## [Data supplied]
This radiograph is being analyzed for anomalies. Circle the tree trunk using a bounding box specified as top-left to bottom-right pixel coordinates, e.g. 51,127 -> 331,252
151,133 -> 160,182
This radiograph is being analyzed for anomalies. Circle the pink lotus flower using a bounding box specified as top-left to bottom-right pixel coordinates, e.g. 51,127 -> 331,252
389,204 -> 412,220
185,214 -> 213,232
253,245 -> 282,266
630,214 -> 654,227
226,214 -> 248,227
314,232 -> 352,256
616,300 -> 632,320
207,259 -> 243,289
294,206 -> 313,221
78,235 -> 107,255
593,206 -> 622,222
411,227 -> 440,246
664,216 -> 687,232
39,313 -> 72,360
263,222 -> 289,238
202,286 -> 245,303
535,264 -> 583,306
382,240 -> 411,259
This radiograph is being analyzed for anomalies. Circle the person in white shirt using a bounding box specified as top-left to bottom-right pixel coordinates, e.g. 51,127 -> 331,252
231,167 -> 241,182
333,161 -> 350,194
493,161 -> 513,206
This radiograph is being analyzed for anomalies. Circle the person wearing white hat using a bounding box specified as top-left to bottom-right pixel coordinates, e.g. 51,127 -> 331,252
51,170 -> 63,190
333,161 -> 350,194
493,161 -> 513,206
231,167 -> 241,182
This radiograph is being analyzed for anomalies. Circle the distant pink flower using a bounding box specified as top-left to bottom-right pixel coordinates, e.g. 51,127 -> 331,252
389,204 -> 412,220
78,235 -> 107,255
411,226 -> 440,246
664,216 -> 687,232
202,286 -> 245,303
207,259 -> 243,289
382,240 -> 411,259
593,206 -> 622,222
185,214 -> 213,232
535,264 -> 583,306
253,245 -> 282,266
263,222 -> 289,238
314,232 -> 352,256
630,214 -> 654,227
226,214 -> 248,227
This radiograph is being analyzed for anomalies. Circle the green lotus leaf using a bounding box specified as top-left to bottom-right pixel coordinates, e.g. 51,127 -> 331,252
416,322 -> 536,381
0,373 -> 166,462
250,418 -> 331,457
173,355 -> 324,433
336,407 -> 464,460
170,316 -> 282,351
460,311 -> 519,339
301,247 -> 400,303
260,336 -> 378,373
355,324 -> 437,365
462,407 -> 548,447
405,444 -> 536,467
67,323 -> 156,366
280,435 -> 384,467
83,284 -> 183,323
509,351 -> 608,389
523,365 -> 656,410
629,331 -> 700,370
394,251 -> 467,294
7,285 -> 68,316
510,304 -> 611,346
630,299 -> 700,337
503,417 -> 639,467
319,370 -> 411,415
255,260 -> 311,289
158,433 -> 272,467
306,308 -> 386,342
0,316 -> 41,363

## [Brief]
Rescale the material starting at its first line and ending at the line containing "151,133 -> 160,182". Write out every line in that span, and multiply each answer box coordinate by 0.95, rounded to a whole number with halves going up. Leave the sample coordinates in the instruction wording unchanged.

## [Result for this task]
This radiograph is being analyzed for anomalies. Circle the tree trunk using a bounding box specified as top-left to bottom-right pixel coordinates, e.g. 51,127 -> 331,252
143,126 -> 152,173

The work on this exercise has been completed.